Saved data entries

◆ ◆ ◆ ◆ ◆ ◆ ◆

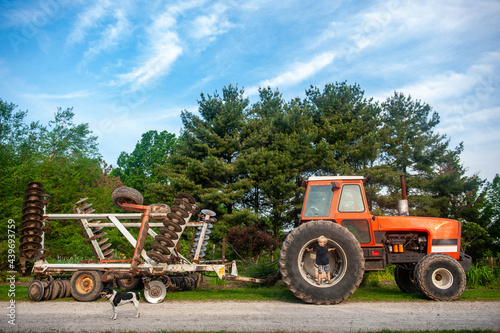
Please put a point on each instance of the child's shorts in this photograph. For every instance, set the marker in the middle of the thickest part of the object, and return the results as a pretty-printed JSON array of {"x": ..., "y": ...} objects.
[{"x": 322, "y": 268}]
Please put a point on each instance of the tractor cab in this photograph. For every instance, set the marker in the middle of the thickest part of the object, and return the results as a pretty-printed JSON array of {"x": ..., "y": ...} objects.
[{"x": 341, "y": 200}]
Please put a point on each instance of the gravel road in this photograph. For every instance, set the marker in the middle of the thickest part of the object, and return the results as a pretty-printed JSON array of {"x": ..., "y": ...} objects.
[{"x": 253, "y": 316}]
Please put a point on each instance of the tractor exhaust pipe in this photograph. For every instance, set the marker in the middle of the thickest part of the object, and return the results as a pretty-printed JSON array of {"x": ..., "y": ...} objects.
[{"x": 403, "y": 209}]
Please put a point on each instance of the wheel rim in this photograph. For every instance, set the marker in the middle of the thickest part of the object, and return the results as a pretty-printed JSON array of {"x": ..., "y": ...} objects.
[
  {"x": 84, "y": 284},
  {"x": 309, "y": 270},
  {"x": 156, "y": 292},
  {"x": 442, "y": 278}
]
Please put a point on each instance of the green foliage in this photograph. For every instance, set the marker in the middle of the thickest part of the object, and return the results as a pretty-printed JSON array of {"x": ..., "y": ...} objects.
[
  {"x": 138, "y": 169},
  {"x": 251, "y": 241},
  {"x": 480, "y": 275},
  {"x": 63, "y": 156},
  {"x": 490, "y": 213}
]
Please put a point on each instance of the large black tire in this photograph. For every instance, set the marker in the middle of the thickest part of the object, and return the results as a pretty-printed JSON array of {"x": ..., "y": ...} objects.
[
  {"x": 126, "y": 195},
  {"x": 130, "y": 284},
  {"x": 299, "y": 271},
  {"x": 440, "y": 277},
  {"x": 405, "y": 279},
  {"x": 86, "y": 286}
]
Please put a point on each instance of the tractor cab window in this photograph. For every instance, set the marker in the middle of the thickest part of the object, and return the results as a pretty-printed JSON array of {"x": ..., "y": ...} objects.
[
  {"x": 319, "y": 201},
  {"x": 351, "y": 199}
]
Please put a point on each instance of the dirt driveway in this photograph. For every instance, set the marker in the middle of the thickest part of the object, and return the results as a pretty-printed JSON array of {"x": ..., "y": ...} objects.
[{"x": 253, "y": 316}]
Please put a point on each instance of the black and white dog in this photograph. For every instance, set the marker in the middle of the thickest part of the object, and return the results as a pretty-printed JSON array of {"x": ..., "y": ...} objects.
[{"x": 117, "y": 299}]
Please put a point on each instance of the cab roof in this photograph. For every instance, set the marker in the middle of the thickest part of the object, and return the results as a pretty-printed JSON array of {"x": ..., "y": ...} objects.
[{"x": 335, "y": 178}]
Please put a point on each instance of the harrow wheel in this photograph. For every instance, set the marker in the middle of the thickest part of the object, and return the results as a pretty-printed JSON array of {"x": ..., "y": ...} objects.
[
  {"x": 174, "y": 217},
  {"x": 129, "y": 284},
  {"x": 186, "y": 197},
  {"x": 157, "y": 257},
  {"x": 47, "y": 290},
  {"x": 172, "y": 226},
  {"x": 36, "y": 291},
  {"x": 179, "y": 211},
  {"x": 165, "y": 241},
  {"x": 156, "y": 292},
  {"x": 86, "y": 285},
  {"x": 126, "y": 195}
]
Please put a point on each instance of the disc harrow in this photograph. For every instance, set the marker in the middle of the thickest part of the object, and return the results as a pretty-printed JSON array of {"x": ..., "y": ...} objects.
[
  {"x": 94, "y": 235},
  {"x": 33, "y": 224},
  {"x": 177, "y": 216},
  {"x": 200, "y": 238},
  {"x": 49, "y": 289}
]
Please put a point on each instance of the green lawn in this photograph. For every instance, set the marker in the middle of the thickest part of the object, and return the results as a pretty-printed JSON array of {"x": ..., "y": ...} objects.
[{"x": 389, "y": 292}]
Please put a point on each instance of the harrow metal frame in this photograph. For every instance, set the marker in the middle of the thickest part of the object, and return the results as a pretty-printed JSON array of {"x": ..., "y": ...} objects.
[{"x": 42, "y": 267}]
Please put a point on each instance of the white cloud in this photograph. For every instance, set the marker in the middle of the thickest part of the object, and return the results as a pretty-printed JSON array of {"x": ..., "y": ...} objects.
[
  {"x": 164, "y": 47},
  {"x": 88, "y": 20},
  {"x": 110, "y": 37},
  {"x": 71, "y": 95},
  {"x": 212, "y": 24},
  {"x": 297, "y": 73}
]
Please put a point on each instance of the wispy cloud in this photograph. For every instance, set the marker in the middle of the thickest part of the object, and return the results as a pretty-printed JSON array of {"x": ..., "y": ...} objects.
[
  {"x": 71, "y": 95},
  {"x": 164, "y": 47},
  {"x": 110, "y": 37},
  {"x": 297, "y": 73},
  {"x": 212, "y": 24},
  {"x": 87, "y": 20}
]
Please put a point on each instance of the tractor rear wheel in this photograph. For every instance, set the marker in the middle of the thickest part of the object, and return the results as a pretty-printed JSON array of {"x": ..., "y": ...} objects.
[
  {"x": 299, "y": 270},
  {"x": 86, "y": 285},
  {"x": 405, "y": 279},
  {"x": 126, "y": 195},
  {"x": 440, "y": 277}
]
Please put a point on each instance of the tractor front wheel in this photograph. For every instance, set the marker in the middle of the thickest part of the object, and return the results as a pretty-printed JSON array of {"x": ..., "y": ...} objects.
[
  {"x": 440, "y": 277},
  {"x": 405, "y": 279}
]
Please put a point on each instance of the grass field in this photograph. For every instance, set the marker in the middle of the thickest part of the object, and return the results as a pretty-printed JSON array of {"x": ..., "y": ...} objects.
[{"x": 250, "y": 292}]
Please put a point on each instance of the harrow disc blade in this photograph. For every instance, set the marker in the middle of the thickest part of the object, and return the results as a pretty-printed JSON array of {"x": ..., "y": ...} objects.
[
  {"x": 30, "y": 246},
  {"x": 208, "y": 212},
  {"x": 35, "y": 291},
  {"x": 47, "y": 291},
  {"x": 33, "y": 197},
  {"x": 102, "y": 241},
  {"x": 32, "y": 217},
  {"x": 168, "y": 233},
  {"x": 105, "y": 246},
  {"x": 30, "y": 238},
  {"x": 156, "y": 292},
  {"x": 172, "y": 226},
  {"x": 33, "y": 210},
  {"x": 176, "y": 218},
  {"x": 179, "y": 211},
  {"x": 160, "y": 208},
  {"x": 186, "y": 197},
  {"x": 158, "y": 258},
  {"x": 167, "y": 242},
  {"x": 34, "y": 185},
  {"x": 32, "y": 224},
  {"x": 160, "y": 248},
  {"x": 184, "y": 205},
  {"x": 30, "y": 231},
  {"x": 33, "y": 203}
]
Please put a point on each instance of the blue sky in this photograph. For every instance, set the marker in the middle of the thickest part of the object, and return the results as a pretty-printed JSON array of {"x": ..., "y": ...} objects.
[{"x": 131, "y": 66}]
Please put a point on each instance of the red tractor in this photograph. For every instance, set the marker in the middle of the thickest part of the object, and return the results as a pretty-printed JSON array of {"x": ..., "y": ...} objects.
[{"x": 425, "y": 250}]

◆ ◆ ◆ ◆ ◆ ◆ ◆

Exercise:
Set every record down exactly, omitting pictures.

Response box:
Please put a point on each instance of the child's shorts in this photograph. For every instance, set the marker in the middle of the thickest part of the object, and return the results as a pretty-printed JSON array of {"x": ..., "y": ...} objects.
[{"x": 322, "y": 268}]
Please put a point on each instance of the tractor cab in this photograph. For every instance, set the marker in the middle of the thickest part of the object, and return the results as a pretty-printed JSON array of {"x": ..., "y": ...} objects.
[{"x": 341, "y": 200}]
Please put a point on each instance of the gravel road in this photograph. For every instance, set the marker in the middle of the thickest part of the object, and return the results as a pretty-printed JSON array of {"x": ..., "y": ...} objects.
[{"x": 253, "y": 316}]
Please put a point on each instance of the tractor exhaust pipe in this photograph. For every instance, set the marker in the middle of the thickest part of the object, and return the results as a pretty-printed JSON array of {"x": ..., "y": ...} objects.
[{"x": 403, "y": 209}]
Please put a point on each instance of the wheel rim in this photograph. For every instance, set the marker in the middle of the thickest part of the object, and return the results as a pretty-printed JSON array of {"x": ..., "y": ...} objects.
[
  {"x": 84, "y": 284},
  {"x": 309, "y": 270},
  {"x": 156, "y": 292},
  {"x": 442, "y": 278}
]
Please put a point on each instance of the green foliage in this photograph. For every instance, set the marker in the middle of the thickest part of the object, and return the results as a pretty-printed JSON array of {"x": ..., "y": ...} objects.
[
  {"x": 138, "y": 169},
  {"x": 251, "y": 241},
  {"x": 480, "y": 275},
  {"x": 63, "y": 156},
  {"x": 490, "y": 213}
]
Please put a point on each instance of the large black tire in this photograph. For every instance, set the marker in the middle of the thickest part of the object, and return the results as a pretty-printed JSON array of {"x": ..., "y": ...} objects.
[
  {"x": 126, "y": 195},
  {"x": 130, "y": 284},
  {"x": 299, "y": 271},
  {"x": 440, "y": 277},
  {"x": 405, "y": 279},
  {"x": 86, "y": 286}
]
Please put a point on each instance of the tractor cab window in this photograph. For every instance, set the marker in the middle of the thickest part of the object, and return the results as a pretty-printed JSON array of {"x": ..., "y": ...} objects.
[
  {"x": 319, "y": 201},
  {"x": 351, "y": 199}
]
Please put a point on each instance of the dirt driveway in this photograph. For every instance, set the marker in the middle of the thickest part of the object, and return the results as a pretty-printed JSON array of {"x": ..., "y": ...} objects.
[{"x": 253, "y": 316}]
Please put a point on each instance of the black and white dog in this photograph. For every instance, set the marker in the middle of the thickest part of the object, and return the results as a pretty-printed JSON array of {"x": ..., "y": ...} objects.
[{"x": 117, "y": 299}]
Please put a point on each instance of the cab roof in this photograph. For every instance, set the marker in the middle of the thickest part of the object, and return the results as a pretty-printed JSON array of {"x": ..., "y": ...} objects.
[{"x": 335, "y": 178}]
Please put a point on each instance of the harrow wheel in this photograph. For every instance, set the marker in the middle of the thickest part of the object, and return the results as a pretty-printed JSON array of {"x": ..., "y": ...} objects.
[
  {"x": 174, "y": 217},
  {"x": 129, "y": 284},
  {"x": 186, "y": 197},
  {"x": 157, "y": 257},
  {"x": 47, "y": 290},
  {"x": 172, "y": 226},
  {"x": 36, "y": 291},
  {"x": 179, "y": 211},
  {"x": 165, "y": 241},
  {"x": 156, "y": 292},
  {"x": 86, "y": 285},
  {"x": 126, "y": 195}
]
Please put a point on each instance of the disc harrow in this photograph. For every instance, set the marker in the middle of the thickest part of the object, and return the results as a pretty-printed JSON array of {"x": ..., "y": ...} objects.
[
  {"x": 94, "y": 235},
  {"x": 33, "y": 224},
  {"x": 177, "y": 216},
  {"x": 200, "y": 238},
  {"x": 49, "y": 289}
]
Please put a point on each instance of the green lawn in this photograph. For every instance, set the marker in the middle of the thickest part of the object, and return the results as a pretty-printed JSON array of {"x": ..., "y": ...} objects.
[{"x": 389, "y": 292}]
Please put a point on each instance of the harrow metal frame in this photograph. For every instance, set the marker in the middle of the thickest part of the object, and return the results as a pretty-printed JSON array of {"x": ..., "y": ...} objects.
[{"x": 42, "y": 267}]
Please put a point on each instance of the white cloud in this photograph. For every instance, set the marker in the middle of the thickest part of the object, and return the results as a pretty-printed JSON array of {"x": ..., "y": ...} objects.
[
  {"x": 164, "y": 47},
  {"x": 88, "y": 20},
  {"x": 110, "y": 37},
  {"x": 71, "y": 95},
  {"x": 212, "y": 24},
  {"x": 297, "y": 73}
]
Please put a point on each instance of the wispy cloud in this photograph. For every instance, set the marker in the middle of the thickest part of the object, and return the results as a pretty-printed JSON array of {"x": ..., "y": ...} objects.
[
  {"x": 71, "y": 95},
  {"x": 164, "y": 47},
  {"x": 110, "y": 37},
  {"x": 297, "y": 73},
  {"x": 212, "y": 24},
  {"x": 87, "y": 20}
]
Please put a point on each instance of the tractor rear wheel in this photograph. For every instance, set the marker in the middle of the thickest part of the object, and return the results as a pretty-printed JSON array of {"x": ..., "y": ...} objects.
[
  {"x": 299, "y": 270},
  {"x": 86, "y": 285},
  {"x": 405, "y": 279},
  {"x": 126, "y": 195},
  {"x": 440, "y": 277}
]
Please put a point on each instance of the tractor front wheel in this photograph. For every instance, set the marker in the middle of the thickest part of the object, and return the results as a pretty-printed JSON array of {"x": ..., "y": ...} objects.
[
  {"x": 440, "y": 277},
  {"x": 405, "y": 279}
]
Please put a point on each instance of the grass field in this photograph. For every instance, set the marker in the middle of the thickest part of the object, and return the results as a pretty-printed JSON array of {"x": ..., "y": ...} objects.
[{"x": 250, "y": 292}]
Please put a point on each instance of the harrow disc blade in this photograph. For every instance, set the marker in the middle of the thickest part of the object, and return the results as a pretty-printed JSON array of {"x": ..., "y": ...} objects.
[
  {"x": 30, "y": 246},
  {"x": 208, "y": 212},
  {"x": 35, "y": 291},
  {"x": 47, "y": 291},
  {"x": 33, "y": 197},
  {"x": 102, "y": 241},
  {"x": 32, "y": 217},
  {"x": 168, "y": 233},
  {"x": 105, "y": 246},
  {"x": 30, "y": 238},
  {"x": 156, "y": 292},
  {"x": 172, "y": 226},
  {"x": 33, "y": 210},
  {"x": 176, "y": 218},
  {"x": 179, "y": 211},
  {"x": 160, "y": 208},
  {"x": 186, "y": 197},
  {"x": 158, "y": 258},
  {"x": 167, "y": 242},
  {"x": 34, "y": 185},
  {"x": 32, "y": 224},
  {"x": 160, "y": 248},
  {"x": 184, "y": 205},
  {"x": 30, "y": 231},
  {"x": 33, "y": 203}
]
Please put a point on each instance of the blue sky in this photograph. For every instance, set the marker in the middle of the thickest part of the object, and return the results as a pretty-printed JSON array of {"x": ..., "y": ...} objects.
[{"x": 131, "y": 66}]
Please put a point on each instance of the red tractor in this photograph. For every instance, set the marker in the middle of the thickest part of the object, and return the results as a pretty-printed JSON array of {"x": ..., "y": ...} objects.
[{"x": 425, "y": 250}]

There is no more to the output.